Data for processing: Begin
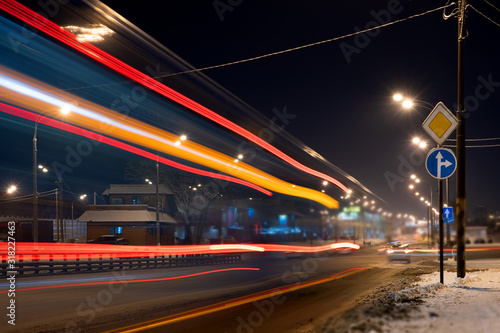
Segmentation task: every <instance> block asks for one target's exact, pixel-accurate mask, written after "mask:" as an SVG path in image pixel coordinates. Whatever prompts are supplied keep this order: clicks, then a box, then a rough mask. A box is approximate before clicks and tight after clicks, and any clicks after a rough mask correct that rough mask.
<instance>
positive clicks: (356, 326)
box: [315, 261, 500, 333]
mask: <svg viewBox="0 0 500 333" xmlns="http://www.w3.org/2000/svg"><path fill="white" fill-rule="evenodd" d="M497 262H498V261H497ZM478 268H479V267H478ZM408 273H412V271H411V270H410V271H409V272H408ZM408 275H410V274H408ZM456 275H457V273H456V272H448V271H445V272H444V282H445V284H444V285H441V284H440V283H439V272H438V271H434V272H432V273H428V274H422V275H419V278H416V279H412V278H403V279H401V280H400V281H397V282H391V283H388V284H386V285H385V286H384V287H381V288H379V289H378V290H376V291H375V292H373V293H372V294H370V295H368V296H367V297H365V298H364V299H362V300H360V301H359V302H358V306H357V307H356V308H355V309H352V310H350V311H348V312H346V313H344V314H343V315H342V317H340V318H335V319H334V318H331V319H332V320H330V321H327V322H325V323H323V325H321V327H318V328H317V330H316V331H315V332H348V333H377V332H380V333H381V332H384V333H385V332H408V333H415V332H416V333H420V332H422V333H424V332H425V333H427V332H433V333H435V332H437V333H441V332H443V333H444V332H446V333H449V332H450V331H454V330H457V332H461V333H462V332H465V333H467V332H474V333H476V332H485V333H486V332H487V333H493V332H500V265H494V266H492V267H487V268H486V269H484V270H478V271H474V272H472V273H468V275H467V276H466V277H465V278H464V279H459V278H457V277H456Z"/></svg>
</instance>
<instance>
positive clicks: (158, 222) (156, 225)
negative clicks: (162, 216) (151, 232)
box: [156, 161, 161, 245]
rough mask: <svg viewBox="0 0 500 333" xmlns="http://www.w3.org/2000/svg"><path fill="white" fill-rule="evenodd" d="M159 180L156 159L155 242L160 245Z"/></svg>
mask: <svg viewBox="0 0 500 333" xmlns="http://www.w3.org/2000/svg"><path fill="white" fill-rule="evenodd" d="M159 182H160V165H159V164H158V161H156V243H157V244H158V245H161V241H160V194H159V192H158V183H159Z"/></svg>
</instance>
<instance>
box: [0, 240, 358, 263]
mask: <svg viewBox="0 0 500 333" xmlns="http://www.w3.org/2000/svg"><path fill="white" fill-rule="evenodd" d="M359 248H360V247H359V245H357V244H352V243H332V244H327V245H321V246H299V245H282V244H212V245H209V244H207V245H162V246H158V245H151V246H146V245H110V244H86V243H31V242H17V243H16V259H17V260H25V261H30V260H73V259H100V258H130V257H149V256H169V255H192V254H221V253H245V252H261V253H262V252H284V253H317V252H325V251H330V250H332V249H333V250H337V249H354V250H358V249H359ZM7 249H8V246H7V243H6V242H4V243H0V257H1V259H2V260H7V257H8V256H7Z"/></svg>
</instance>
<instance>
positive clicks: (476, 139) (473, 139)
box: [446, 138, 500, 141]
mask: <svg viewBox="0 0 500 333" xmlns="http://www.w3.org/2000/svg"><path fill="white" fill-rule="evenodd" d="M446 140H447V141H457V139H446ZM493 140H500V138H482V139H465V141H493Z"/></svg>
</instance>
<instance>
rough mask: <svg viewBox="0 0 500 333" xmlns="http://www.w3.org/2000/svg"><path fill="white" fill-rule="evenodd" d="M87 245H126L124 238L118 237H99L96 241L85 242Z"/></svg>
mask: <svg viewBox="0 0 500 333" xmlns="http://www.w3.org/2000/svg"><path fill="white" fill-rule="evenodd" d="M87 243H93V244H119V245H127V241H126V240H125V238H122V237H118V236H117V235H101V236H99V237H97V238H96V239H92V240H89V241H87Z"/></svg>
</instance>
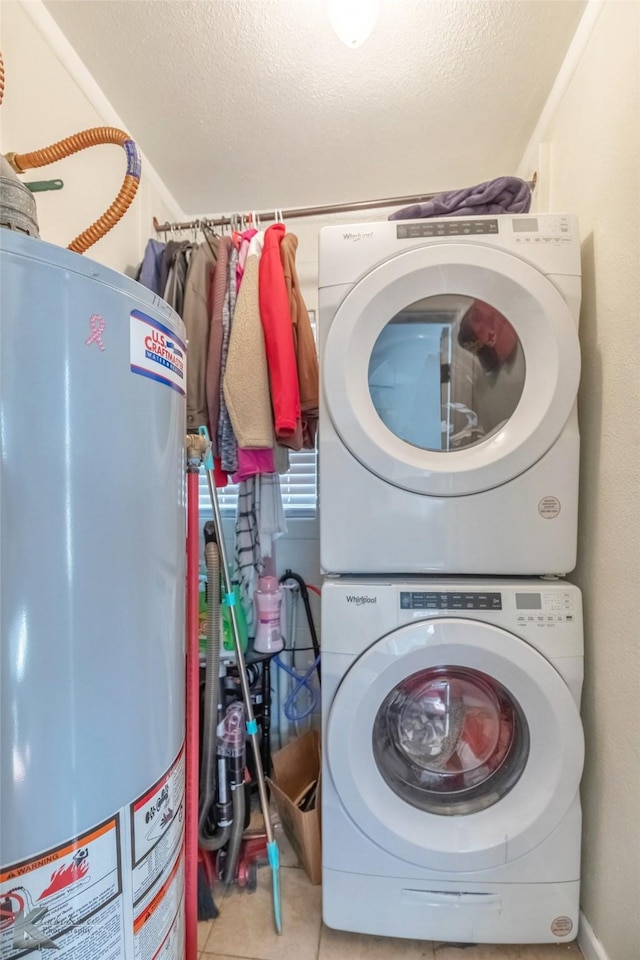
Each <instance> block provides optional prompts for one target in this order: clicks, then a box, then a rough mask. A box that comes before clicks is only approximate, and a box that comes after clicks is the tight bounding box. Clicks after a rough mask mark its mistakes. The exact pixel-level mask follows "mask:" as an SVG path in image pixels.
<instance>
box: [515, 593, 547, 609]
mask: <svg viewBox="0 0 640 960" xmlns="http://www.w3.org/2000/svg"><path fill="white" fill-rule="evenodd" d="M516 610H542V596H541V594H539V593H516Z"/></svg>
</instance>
Data for processing: End
# Required action
Report each line of the data that includes the string "positive".

# Reply
positive clicks: (356, 326)
positive clicks: (158, 222) (156, 225)
positive clicks: (476, 139) (473, 139)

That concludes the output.